# Start of Raw records

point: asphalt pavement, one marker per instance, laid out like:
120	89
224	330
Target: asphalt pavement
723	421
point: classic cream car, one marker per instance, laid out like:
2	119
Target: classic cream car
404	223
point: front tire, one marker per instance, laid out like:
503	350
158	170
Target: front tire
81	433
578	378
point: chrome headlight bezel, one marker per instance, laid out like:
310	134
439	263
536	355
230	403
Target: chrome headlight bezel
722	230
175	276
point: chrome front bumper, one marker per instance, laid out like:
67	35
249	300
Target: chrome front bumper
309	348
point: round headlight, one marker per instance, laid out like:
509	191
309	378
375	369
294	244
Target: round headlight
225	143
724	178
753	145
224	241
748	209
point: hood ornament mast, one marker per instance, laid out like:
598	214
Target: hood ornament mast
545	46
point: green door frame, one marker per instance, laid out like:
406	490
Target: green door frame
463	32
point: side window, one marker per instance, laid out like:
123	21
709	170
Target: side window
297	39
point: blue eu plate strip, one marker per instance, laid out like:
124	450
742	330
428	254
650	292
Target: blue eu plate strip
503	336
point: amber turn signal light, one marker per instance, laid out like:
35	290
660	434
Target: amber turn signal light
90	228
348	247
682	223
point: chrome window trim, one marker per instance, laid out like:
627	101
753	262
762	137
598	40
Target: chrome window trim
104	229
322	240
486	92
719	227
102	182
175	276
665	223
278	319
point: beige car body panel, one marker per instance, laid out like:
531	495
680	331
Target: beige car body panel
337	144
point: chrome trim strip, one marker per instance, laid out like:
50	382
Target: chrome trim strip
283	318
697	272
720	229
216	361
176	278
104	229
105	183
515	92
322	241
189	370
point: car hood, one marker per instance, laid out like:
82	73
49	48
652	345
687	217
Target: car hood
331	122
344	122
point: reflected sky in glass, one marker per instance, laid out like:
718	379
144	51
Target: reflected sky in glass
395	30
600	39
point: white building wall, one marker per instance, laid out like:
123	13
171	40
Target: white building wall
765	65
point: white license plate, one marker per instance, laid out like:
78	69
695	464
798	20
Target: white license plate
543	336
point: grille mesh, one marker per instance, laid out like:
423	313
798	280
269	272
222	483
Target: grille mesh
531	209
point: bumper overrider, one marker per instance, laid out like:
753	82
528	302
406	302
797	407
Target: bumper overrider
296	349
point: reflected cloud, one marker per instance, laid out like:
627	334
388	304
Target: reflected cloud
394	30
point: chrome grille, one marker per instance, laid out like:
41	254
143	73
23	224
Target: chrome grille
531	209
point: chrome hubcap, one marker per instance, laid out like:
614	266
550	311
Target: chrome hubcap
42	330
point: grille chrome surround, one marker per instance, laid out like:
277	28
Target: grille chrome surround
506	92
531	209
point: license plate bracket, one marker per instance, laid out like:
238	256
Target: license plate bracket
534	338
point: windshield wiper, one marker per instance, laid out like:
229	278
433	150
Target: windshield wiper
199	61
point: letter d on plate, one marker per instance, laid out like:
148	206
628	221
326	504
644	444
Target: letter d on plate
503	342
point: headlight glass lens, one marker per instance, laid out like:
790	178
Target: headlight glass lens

# End of Raw records

Requirement:
Return every record, word for word.

Written answer:
point: asphalt pavement, one marker per instance, laid out like:
120	89
224	330
Target: asphalt pavement
723	421
point: classic cream car, one marker per instance, laid out like:
2	119
Target: classic cream car
404	223
point: front tire, one marker per instance, laid out like:
503	350
158	170
Target: front tire
81	433
578	378
point: chrome headlight bezel, one marker per instance, laid out like:
310	134
439	263
536	355
230	403
Target: chrome headlight bezel
722	230
175	276
point: chrome front bumper, one marker per instance, laid out like:
67	35
249	300
Target: chrome front bumper
309	348
point: round headlight, one marker per instance, laid out like:
509	191
309	378
375	369
294	244
Target: round headlight
225	143
724	178
753	145
224	241
748	209
point: hood ornament mast, one marker per instance, laid out like:
598	214
Target: hood ornament mast
545	46
point: green door frame, one marker per instance, laid out like:
406	490
Target: green door frame
463	32
point: side window, one marker per instance, laid out like:
123	21
709	170
Target: side window
297	39
point: blue eu plate strip, one marker per instance, laid out like:
124	450
742	330
428	254
650	292
Target: blue eu plate strip
503	336
point: amber turn signal light, one marker per instance, laid out like:
35	290
660	434
Target: amber turn signal light
90	228
348	247
682	223
point: chrome window trim, one marker per instance, laid out like:
627	101
753	262
762	137
598	40
Target: chrome window trim
104	229
322	240
486	92
719	227
102	182
175	276
665	223
278	319
point: beige car body panel, one marker per instance, laid out like:
531	495
680	331
Target: beige car body panel
337	144
point: chrome trim strip, one marker per instance, laid out like:
50	382
Target: chrome trim strip
283	318
697	272
720	229
216	361
176	278
104	229
105	183
515	92
322	241
189	370
point: car hood, one marker per instance, laid out like:
82	73
49	48
652	345
687	217
Target: car hood
331	122
344	122
point: reflected sky in glass, one marker per instance, laid out like:
718	379
144	51
Target: reflected sky in glass
395	30
600	39
point: white building wall, one marker per instance, laid out like:
123	13
171	40
Target: white building wall
765	65
point: white license plate, one marker per instance, laid out like:
78	69
695	464
798	20
Target: white license plate
543	336
point: grille mesh, one marker per instance, laid out like:
423	313
798	280
269	272
222	483
Target: grille mesh
531	209
point: bumper overrider, one marker per instance, laid out like:
753	82
528	302
406	302
797	407
Target: bumper overrider
296	349
point: reflected cloud, one marker per instance, laid out like:
627	334
388	304
Target: reflected cloud
394	30
point: chrome grille, one marker per instance, laid out like:
41	254
143	73
23	224
Target: chrome grille
531	209
point: chrome hubcap, one marker per instance, laid out like:
614	266
550	311
Target: chrome hubcap
42	330
point: grille chrome surround, one marker per instance, laid out like:
277	28
Target: grille chrome surround
506	92
531	209
point: license plate bracket, one marker per instance, laid out like:
238	256
Target: license plate bracket
534	338
point: windshield wiper, one marker per instance, laid out like:
229	278
433	150
Target: windshield wiper
199	61
point: letter d on plate, one marker per instance, laid out like:
148	206
628	221
326	504
644	444
Target: letter d on plate
503	342
point: headlight glass lens, one marker per instance, laid out like:
790	178
Target: headlight glass lens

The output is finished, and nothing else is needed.